WORK REQUIRED: Give only the number of lines in the records that include the string "goalkeeper".

[[ DATA FOR ANALYSIS open ]]

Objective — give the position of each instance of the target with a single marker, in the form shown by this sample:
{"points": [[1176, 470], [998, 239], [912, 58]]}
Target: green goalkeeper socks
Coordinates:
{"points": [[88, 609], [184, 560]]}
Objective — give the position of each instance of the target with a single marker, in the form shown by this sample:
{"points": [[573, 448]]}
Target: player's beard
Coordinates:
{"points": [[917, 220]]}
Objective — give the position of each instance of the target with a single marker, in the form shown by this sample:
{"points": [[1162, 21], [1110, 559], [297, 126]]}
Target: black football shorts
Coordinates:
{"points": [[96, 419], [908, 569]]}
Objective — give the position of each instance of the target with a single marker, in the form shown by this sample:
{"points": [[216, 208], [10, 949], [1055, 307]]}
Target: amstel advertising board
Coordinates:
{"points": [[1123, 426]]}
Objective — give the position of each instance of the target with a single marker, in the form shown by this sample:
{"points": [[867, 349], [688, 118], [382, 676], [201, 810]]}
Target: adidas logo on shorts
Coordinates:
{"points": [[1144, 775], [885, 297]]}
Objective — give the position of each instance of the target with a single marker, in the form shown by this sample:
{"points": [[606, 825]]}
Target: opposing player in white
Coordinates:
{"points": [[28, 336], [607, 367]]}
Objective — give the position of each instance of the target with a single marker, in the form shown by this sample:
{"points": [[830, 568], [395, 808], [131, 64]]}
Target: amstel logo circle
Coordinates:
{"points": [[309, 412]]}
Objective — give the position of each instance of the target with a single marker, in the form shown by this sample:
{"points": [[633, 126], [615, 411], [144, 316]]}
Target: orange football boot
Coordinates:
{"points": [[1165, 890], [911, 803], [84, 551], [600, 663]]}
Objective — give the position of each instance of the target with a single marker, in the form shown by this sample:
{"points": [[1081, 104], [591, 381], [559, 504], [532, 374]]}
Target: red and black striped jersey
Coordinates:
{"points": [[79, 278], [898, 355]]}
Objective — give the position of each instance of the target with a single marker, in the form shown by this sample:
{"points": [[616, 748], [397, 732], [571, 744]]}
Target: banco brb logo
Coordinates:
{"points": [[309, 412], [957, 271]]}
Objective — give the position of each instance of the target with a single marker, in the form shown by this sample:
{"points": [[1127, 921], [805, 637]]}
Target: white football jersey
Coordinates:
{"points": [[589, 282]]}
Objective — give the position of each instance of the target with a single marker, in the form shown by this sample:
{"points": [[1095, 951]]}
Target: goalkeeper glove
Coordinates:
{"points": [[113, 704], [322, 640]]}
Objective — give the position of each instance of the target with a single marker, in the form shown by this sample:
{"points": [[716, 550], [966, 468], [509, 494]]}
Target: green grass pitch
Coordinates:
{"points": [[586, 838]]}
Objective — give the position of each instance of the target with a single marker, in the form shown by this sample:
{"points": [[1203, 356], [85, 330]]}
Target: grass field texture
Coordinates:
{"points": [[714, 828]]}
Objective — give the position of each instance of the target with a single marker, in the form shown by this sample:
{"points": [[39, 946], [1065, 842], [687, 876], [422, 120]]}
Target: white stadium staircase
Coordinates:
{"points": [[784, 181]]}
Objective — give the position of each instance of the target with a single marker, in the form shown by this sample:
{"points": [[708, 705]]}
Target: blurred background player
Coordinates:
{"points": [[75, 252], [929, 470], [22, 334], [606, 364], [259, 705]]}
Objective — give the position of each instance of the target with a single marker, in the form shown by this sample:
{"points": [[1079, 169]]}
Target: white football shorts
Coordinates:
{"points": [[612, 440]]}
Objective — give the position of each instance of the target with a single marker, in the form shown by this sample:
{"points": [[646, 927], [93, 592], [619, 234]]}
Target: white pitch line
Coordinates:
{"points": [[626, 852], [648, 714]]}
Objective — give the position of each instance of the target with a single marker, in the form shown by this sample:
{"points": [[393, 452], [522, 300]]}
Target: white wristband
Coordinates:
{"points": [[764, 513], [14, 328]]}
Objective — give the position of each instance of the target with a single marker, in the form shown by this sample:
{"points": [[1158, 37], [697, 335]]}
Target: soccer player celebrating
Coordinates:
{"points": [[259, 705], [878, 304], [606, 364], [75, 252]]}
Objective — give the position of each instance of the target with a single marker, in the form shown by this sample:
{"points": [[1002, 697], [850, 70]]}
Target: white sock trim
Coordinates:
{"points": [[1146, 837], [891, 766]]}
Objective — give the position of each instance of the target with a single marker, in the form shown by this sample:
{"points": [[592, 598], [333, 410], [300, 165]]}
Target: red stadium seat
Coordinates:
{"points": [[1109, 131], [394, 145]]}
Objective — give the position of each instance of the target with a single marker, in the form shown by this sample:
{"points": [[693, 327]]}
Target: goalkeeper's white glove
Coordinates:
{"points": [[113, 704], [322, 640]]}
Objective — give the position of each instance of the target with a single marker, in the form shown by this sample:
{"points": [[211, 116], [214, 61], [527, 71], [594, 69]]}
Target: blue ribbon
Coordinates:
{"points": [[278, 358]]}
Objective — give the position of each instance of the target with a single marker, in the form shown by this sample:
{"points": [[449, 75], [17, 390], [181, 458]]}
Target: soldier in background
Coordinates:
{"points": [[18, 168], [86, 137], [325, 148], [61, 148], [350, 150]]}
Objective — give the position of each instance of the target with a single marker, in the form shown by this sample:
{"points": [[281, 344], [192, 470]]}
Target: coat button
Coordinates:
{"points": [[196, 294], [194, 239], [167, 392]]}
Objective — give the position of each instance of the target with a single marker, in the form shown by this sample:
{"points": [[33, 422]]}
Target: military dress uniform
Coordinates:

[[ DATA FOR ANALYSIS closed ]]

WRITTEN ANSWER: 3